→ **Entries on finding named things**
>>>>>
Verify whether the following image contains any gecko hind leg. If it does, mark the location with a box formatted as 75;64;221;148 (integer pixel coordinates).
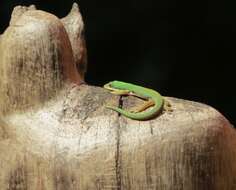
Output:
131;99;155;113
163;100;173;112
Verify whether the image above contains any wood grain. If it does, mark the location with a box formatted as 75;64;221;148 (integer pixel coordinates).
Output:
0;3;236;190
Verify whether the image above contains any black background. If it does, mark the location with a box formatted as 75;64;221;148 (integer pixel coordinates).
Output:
0;0;236;125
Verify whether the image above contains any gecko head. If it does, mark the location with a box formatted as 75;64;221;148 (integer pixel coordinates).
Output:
103;80;125;90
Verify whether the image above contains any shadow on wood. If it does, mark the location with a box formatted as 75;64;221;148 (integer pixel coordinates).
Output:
0;5;236;190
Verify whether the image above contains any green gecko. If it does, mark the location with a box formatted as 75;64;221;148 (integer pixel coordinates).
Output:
104;81;170;120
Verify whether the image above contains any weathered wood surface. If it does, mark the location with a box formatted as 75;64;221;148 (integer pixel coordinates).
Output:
0;2;236;190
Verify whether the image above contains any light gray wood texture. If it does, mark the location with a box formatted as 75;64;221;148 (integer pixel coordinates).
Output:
0;2;236;190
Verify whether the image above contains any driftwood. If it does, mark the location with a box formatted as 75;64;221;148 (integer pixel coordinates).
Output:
0;5;236;190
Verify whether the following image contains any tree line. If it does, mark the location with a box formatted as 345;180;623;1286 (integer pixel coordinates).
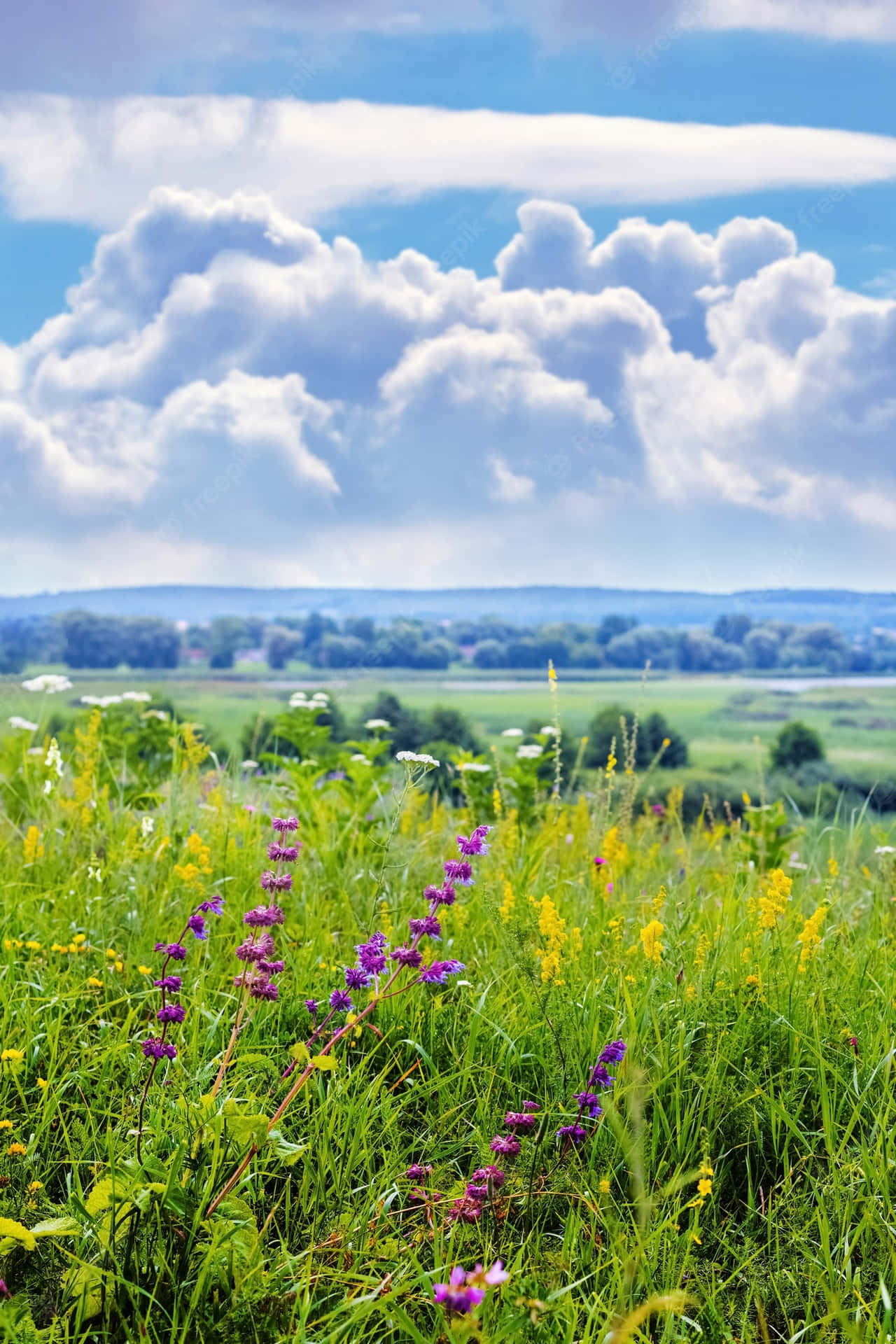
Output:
0;612;896;673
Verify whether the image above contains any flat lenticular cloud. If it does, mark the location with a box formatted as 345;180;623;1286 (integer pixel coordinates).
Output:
0;94;896;228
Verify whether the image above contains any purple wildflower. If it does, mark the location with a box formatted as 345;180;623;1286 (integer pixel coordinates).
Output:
442;859;473;887
156;942;187;961
390;948;423;966
243;906;286;929
504;1110;535;1130
267;840;301;863
473;1167;506;1189
433;1265;485;1316
153;976;183;995
140;1036;177;1059
260;868;293;891
408;916;442;938
187;914;208;939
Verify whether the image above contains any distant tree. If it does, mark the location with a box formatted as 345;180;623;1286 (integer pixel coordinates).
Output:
743;625;780;668
594;615;638;644
771;719;825;770
60;612;125;668
473;640;507;668
712;612;752;644
265;625;302;672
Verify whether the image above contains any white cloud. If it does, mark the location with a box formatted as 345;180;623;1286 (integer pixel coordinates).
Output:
0;188;896;589
0;94;896;228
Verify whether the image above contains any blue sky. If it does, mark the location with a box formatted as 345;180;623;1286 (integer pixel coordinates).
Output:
0;0;896;592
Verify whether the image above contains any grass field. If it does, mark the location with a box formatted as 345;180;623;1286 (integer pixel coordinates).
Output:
0;699;896;1344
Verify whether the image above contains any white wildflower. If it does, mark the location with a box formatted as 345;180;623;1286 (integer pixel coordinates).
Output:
22;672;71;695
395;751;440;766
43;738;62;778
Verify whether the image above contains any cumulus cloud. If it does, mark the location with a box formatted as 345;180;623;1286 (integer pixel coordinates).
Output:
0;188;896;587
0;94;896;228
0;0;896;90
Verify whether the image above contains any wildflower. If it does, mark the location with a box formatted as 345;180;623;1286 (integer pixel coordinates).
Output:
243;906;286;929
267;840;301;863
7;714;38;732
419;961;466;985
140;1036;177;1059
260;871;293;891
390;948;423;966
395;751;440;767
405;1163;433;1180
640;919;662;966
156;942;187;961
407;916;442;938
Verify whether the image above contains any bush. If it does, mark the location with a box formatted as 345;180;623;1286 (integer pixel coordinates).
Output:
771;719;825;770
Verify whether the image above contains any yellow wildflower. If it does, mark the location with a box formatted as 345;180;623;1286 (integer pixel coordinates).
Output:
640;919;662;966
498;878;516;923
756;868;794;930
22;827;43;863
797;906;827;976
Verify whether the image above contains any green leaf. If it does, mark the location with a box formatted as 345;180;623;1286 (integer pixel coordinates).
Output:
31;1215;80;1236
267;1129;307;1167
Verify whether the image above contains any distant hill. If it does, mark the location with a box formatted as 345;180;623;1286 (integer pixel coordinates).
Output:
0;584;896;634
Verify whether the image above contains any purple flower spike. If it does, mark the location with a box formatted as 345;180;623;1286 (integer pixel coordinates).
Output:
156;942;187;961
243;906;286;929
260;868;293;891
140;1036;177;1059
408;916;442;938
187;914;208;939
489;1134;520;1157
153;976;183;995
557;1125;589;1148
443;859;473;887
267;840;301;863
390;948;423;966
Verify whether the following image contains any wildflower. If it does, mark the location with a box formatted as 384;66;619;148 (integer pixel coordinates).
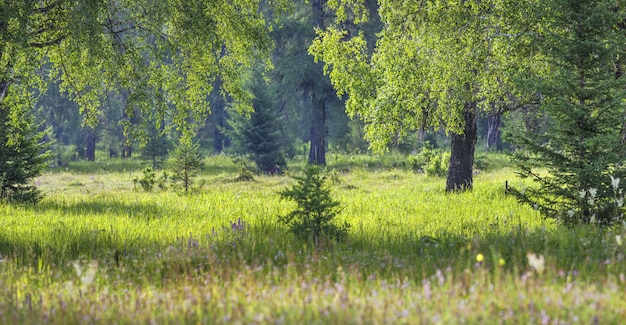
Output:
611;175;619;191
526;253;546;273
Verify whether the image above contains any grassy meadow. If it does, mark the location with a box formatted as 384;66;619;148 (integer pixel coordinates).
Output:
0;155;626;324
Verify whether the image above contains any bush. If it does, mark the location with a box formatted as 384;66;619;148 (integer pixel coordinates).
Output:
280;166;350;247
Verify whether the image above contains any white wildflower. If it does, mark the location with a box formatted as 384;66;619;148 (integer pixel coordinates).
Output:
526;253;546;273
611;175;619;191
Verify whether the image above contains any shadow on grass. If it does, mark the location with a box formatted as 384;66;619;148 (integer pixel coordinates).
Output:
0;202;626;280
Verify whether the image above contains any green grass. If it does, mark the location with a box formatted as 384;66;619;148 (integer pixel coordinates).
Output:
0;156;626;324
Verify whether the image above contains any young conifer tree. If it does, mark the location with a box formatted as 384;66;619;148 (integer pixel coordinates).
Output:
0;91;51;203
512;0;626;224
172;134;204;194
230;78;287;174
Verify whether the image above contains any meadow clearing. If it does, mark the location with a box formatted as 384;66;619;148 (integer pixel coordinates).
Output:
0;156;626;324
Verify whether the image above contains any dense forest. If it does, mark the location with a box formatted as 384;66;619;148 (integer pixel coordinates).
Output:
0;0;626;223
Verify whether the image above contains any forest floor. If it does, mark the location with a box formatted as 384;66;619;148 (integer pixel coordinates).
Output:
0;156;626;324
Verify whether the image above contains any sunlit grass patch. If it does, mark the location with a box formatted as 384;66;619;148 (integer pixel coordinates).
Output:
0;157;626;324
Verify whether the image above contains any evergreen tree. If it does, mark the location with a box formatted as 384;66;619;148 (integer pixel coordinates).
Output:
142;119;170;169
172;134;204;193
513;0;626;224
231;78;287;174
0;87;50;203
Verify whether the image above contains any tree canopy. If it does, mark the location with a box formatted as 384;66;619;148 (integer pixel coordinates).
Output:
0;0;287;133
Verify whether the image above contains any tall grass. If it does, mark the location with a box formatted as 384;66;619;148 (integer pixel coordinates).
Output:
0;156;626;324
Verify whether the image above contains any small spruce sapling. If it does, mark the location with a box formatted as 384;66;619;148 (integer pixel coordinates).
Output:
279;166;350;247
172;135;204;194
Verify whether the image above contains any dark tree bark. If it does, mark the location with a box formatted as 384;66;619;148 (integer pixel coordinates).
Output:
85;129;96;161
487;113;502;150
305;0;326;165
446;103;478;192
309;96;326;165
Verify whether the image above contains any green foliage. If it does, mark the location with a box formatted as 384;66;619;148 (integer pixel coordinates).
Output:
<<<<<
→ **PROBLEM DETAILS**
Replace every "Verify whether" in the data above with "Check whether" and keep everything else unchanged. Leave the pictures out of your answer.

→ **SOLUTION FOR THIS TASK**
Check whether the following image contains any gecko hind leg. If it does, mark the location with a box formatted as 75;64;221;148 (integer pixel coordinates).
Output:
131;99;155;113
163;100;173;112
Check whether the image above contains any wood grain. If it does, mark the location with a box formatted as 75;64;221;148 (integer pixel coordinates).
Output:
0;3;236;190
Check whether the image above contains any black background. If it does, mark the location with a box formatted as 75;64;221;148 (integer pixel coordinates).
Output:
0;0;236;125
Check whether the image above contains any gecko head. If it does, mark the location with a box formatted as 75;64;221;148 (integer pixel coordinates).
Output:
103;80;125;90
Check whether the image above contains any shadow on wood. If it does, mark the location with a box formatted as 75;64;221;148 (integer pixel coordinates).
Output:
0;5;236;190
Check whether the image above contains any green gecko. If it does, mark the location with a box formatted as 75;64;221;148 (integer pixel coordinates).
Output:
104;81;170;120
Check whether the image above contains any weathered wood surface. If it does, mark the location with a box formatted as 75;64;221;148 (integer pixel coordinates).
Output:
0;2;236;190
Check whether the image above contains any light gray wood texture. If it does, mark the location with a box formatted as 75;64;221;148 (integer pixel coordinates).
Output:
0;2;236;190
Check whether the image above contains any driftwood. If it does, mark the location with a box formatted as 75;64;221;148 (integer pixel coordinates).
Output:
0;5;236;190
Check whether the following image contains any tree line. If it does, mark the location with a box formatted as 345;180;623;1286 (integer pixel coordinates).
Output:
0;612;896;673
Check whether the image above contains any flat lenticular cloud. If it does, mark the location with a box formatted as 345;180;623;1286 (integer pixel coordinates).
Output:
0;94;896;228
Check whether the image above contains any purple wildflower. If it does, mark the location with a box formatted as 345;180;623;1286 (integer pixel coordinates).
Output:
442;859;473;887
156;942;187;961
390;948;423;966
243;906;286;929
504;1110;535;1130
267;840;301;863
473;1167;506;1189
433;1265;485;1316
153;976;183;995
140;1036;177;1059
260;868;293;891
408;916;442;938
187;914;208;939
Check whether the image above contains any distant tree. If it does, mark the location with a box formatted as 345;180;623;1286 (integer pixel coordinates).
Output:
743;625;780;668
594;615;638;644
771;719;825;770
60;612;125;668
473;640;507;668
712;612;752;644
265;625;302;672
Check whether the image above contains any white cloud. If it does, mark the location with a box formatted as 345;180;623;1286 (integer pixel coordinates).
Output:
0;188;896;589
0;94;896;228
Check whether the image above contains any blue sky. If it does, mark the location with a box formatted as 345;180;623;1286 (integer pixel coordinates).
Output:
0;0;896;592
Check whether the image above contains any grass field. If it does, mark the location with a box formatted as 345;180;623;1286 (integer pixel coordinates).
Output:
0;699;896;1344
Check whether the image above contains any white wildflower. If it does, mark the location with a box formatted as 345;180;623;1286 (integer pixel coordinates).
Output:
22;672;71;695
395;751;440;766
43;738;62;778
Check whether the image above contains any cumulus cloud. If it does, mark the location with a box formatted as 345;180;623;1286 (integer pixel coordinates).
Output:
0;188;896;587
0;94;896;228
0;0;896;90
Check whether the image above contains any wildflower. If it does, mark the location with a box formatted as 345;180;623;1286 (integer pixel coordinates).
Output:
243;906;286;929
267;840;301;863
7;714;38;732
419;961;466;985
140;1036;177;1059
260;871;293;891
390;948;423;966
395;751;440;767
405;1163;433;1180
640;919;662;966
156;942;187;961
407;916;442;938
Check whether the image above contains any bush. If it does, mark the location with a box formatted as 345;180;623;1286 (integer pixel coordinates).
Output:
771;719;825;770
Check whether the image above contains any yellow wildflower. If it does, mark the location with a box formatted as 345;180;623;1286 (integer pixel coordinates).
Output:
640;919;662;966
498;878;516;923
756;868;794;930
22;827;43;863
797;906;827;976
Check whether the image above contains any green leaf. If it does, mark the location with a box formatted as 345;180;623;1286 (integer pixel coordinates).
Output:
31;1215;80;1236
267;1129;307;1167
Check whether the image above contains any distant hill. If it does, mark the location with a box formatted as 345;180;623;1286 (integer pixel coordinates).
Output:
0;584;896;634
Check whether the image above contains any purple flower spike. If it does, mark the location with a box formatted as 345;180;623;1286 (integer pixel coordinates).
Output:
156;942;187;961
243;906;286;929
260;868;293;891
140;1036;177;1059
408;916;442;938
187;914;208;939
489;1134;520;1157
153;976;183;995
557;1125;589;1148
443;859;473;887
267;840;301;863
390;948;423;966
Check whether the following image contains any wildflower. If it does, mark the location with a box formatted as 384;66;619;148 (integer pixel coordinates).
Output:
611;175;619;191
526;253;546;273
Check whether the image above contains any grassy meadow. If it does, mark the location with a box formatted as 384;66;619;148 (integer pixel coordinates).
Output:
0;155;626;324
Check whether the image above contains any bush. If it does, mark the location with a box formatted as 384;66;619;148 (integer pixel coordinates).
Output:
280;166;350;247
Check whether the image above contains any white wildflower. If it does, mark the location with a box formatted as 384;66;619;148 (integer pixel coordinates).
Output:
526;253;546;273
611;175;619;191
Check whether the image above contains any shadow on grass. If it does, mark the location with a box formatted as 384;66;619;148 (integer pixel coordinates).
Output:
0;202;626;280
Check whether the image above contains any green grass. If it does, mark the location with a box formatted as 384;66;619;148 (integer pixel coordinates).
Output:
0;156;626;324
Check whether the image above contains any young conifer tree. If it does, mark the location with a box formatted as 384;66;619;148 (integer pixel coordinates).
Output:
0;91;51;203
512;0;626;224
172;134;204;194
230;78;287;174
Check whether the image above contains any meadow clearing. If it does, mark the location with a box formatted as 384;66;619;148 (integer pixel coordinates).
Output:
0;156;626;324
Check whether the image above contains any dense forest. If it does, mark the location with a box formatted as 384;66;619;148 (integer pixel coordinates).
Output:
0;0;626;223
Check whether the image above contains any forest floor. If it does, mark the location with a box formatted as 384;66;619;148 (integer pixel coordinates).
Output:
0;156;626;324
Check whether the image above contains any sunlit grass patch. If it does, mark the location with a box formatted as 384;66;619;148 (integer pixel coordinates).
Output:
0;157;626;324
Check whether the image above contains any evergreen tree. If it does, mark the location with a box formatted as 384;66;619;148 (integer pixel coordinates).
Output:
142;119;170;169
172;134;204;193
513;0;626;224
231;78;287;174
0;87;50;203
Check whether the image above contains any tree canopy. If it does, mark the location with a box formatted as 384;66;619;148 (integer pixel coordinates).
Output:
0;0;287;133
Check whether the image above contains any tall grass. If it does, mark the location with a box formatted as 384;66;619;148 (integer pixel coordinates).
Output:
0;156;626;324
Check whether the image above contains any small spruce sapling. If it does, mark the location with a box formatted as 384;66;619;148 (integer pixel coordinates).
Output:
279;166;350;247
172;135;204;194
Check whether the image above contains any dark tree bark. If it does, mark the location with a box formatted as 384;66;619;148 (integer pixel coordinates).
Output:
85;129;96;161
487;113;502;150
305;0;326;165
446;103;478;192
309;96;326;165
Check whether the image above contains any green foliage. If it does, mark the location with a box formatted as 384;66;619;148 (integer pixel coordinates).
Output:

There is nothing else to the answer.